◆ Source document:

###

Day 10, MAT115

Last Time

Next Time

Announcements:
- The quiz today will be over the Babylonian and Mayan number systems; also the class agendas, and the readings.
- Just a reminder that we have our first exam next week, Thursday, over everything up to Fibonacci numbers. We will review Tuesday.
- You have an assignment, which is a reading and some fun videos by Vi Hart.
Last time:
- We reviewed the quiz, and emphasized some of the cool number patterns in Pascal's triangle;
- we practiced writing numbers in the Babylonians' and Mayans' number systems; and
- then I taught you how to win a million dollars....
Today's Question of the Day:

Why does nature love Fibonacci numbers?
Let's begin with the story that gave rise to the Fibonacci numbers. Once upon a time there was a pair of rabbits....

###

◆ Recorded data:
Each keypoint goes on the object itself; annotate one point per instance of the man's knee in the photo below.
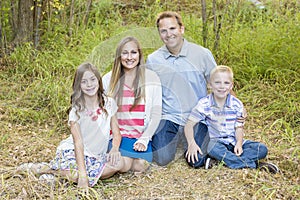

###

◆ Problems to work on:
(1) Retype the section of the Day 10 class notes starting with "- Just a reminder" and going on through "by Vi Hart.".
(2) Extend the Day 10 class notes, picking up right after their final sentence.
The listing is separate material, not part of the Day 10 class notes.

◆ Responses in order:
(1)
- Just a reminder that we have our first exam next week, Thursday, over everything up to Fibonacci numbers. We will review Tuesday.
- You have an assignment, which is a reading and some fun videos by Vi Hart.

(2)
"A certain man had one pair of rabbits together in a certain enclosed place, and one wishes to know how many are created from the pair in one year when it is the nature of them in a single month to bear another pair, and in the second month those born to bear also." (source).
(Oh no! A story problem! Here's Fibonacci's solution.)
But I prefer a tree:

Notice that we're counting pairs, not individual rabbits....
How are Fibonacci numbers defined? \[ \left\{ \begin{array}{cl} {F_1}&{=1}\cr {F_2}&{=1}\cr {F_{n}}&{=F_{n-1}+F_{n-2}} \end{array} \right. \] for $n=3, 4, 5, \ldots$. So we're given $F_1$ and $F_2$; and then we generate all the rest using the rule, e.g. \[ F_3 = F_2+F_1 = 1+1 = 2 \]
The first few Fibonacci numbers (those below 100):
1,1,2,3,5,8,13,21,34,55,89
It turns out that the Fibonacci numbers appear in Pascal's triangle in a systematic way, which we'll illustrate with the hexagonal graph paper, which is best for showing this relationship.
Fibonacci numbers also have a connection to a beautiful concept called the golden ratio, and the golden rectangle. We'll use ordinary graph paper to illustrate that.
We're going to create what's known as a "Fibonacci Spiral".
1. Start with a small square (which is also a rectangle); then
2. append the largest square you can to the current rectangle.
3. Do it again, and again, proceeding in a consistent sense (e.g. clockwise)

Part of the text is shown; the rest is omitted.